Box-labeled dataset extracts

****************

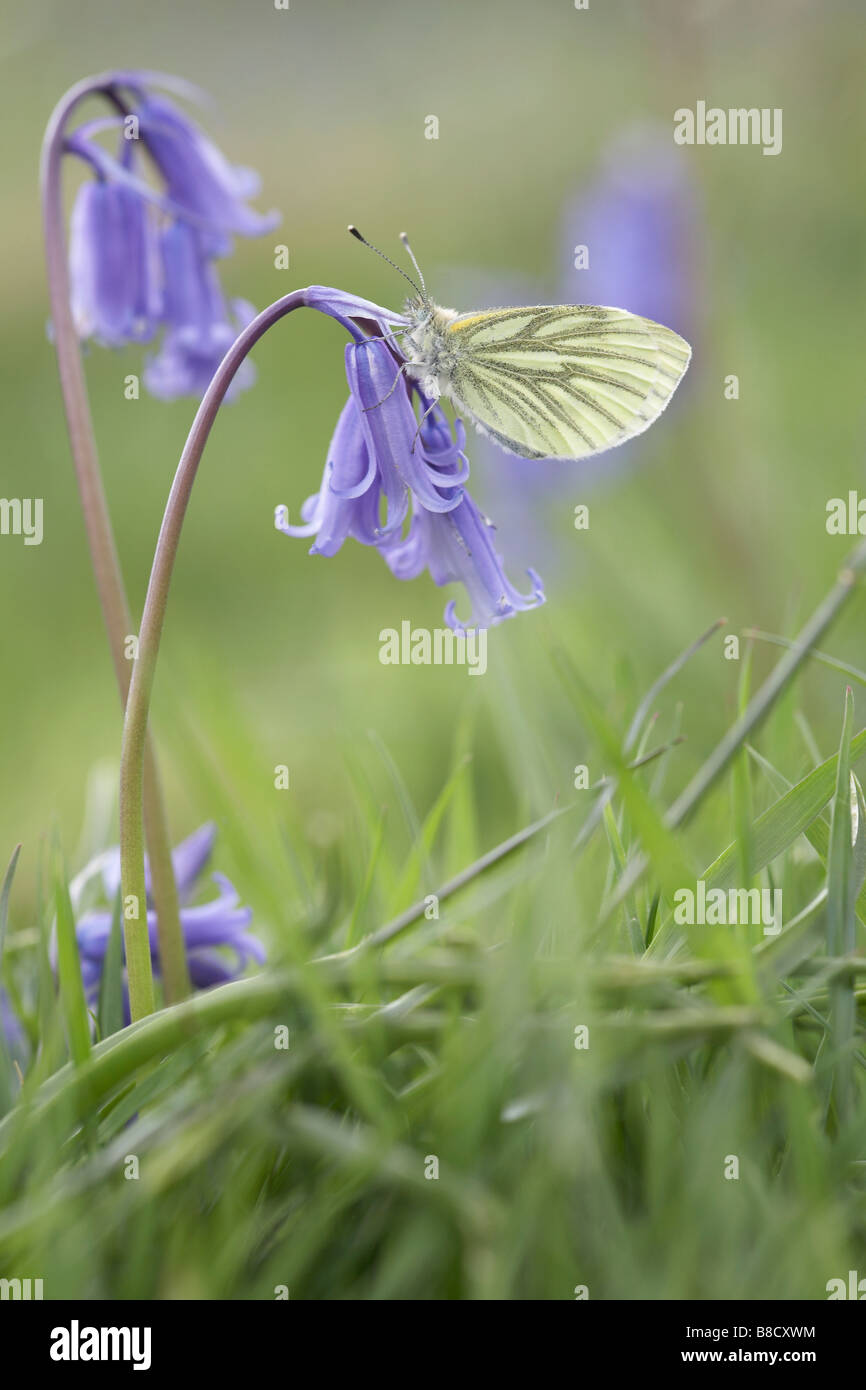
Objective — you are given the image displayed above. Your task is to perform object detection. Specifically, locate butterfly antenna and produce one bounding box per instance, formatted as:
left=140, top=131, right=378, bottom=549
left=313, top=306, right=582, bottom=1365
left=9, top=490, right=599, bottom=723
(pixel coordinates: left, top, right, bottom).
left=349, top=222, right=427, bottom=299
left=400, top=232, right=427, bottom=297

****************

What needs to be done
Edit the rows above by replacing "butterfly antenna" with "moth antenna" and leaving every other line the same. Omit the pictures from your answer.

Output
Objective — you are given the image displayed above. Your task is to perform object detection. Specifically, locate moth antenna and produce one bounding box per instance, formatted as:
left=140, top=131, right=378, bottom=549
left=313, top=306, right=582, bottom=1365
left=9, top=490, right=599, bottom=723
(pixel coordinates: left, top, right, bottom).
left=349, top=222, right=427, bottom=299
left=400, top=232, right=427, bottom=297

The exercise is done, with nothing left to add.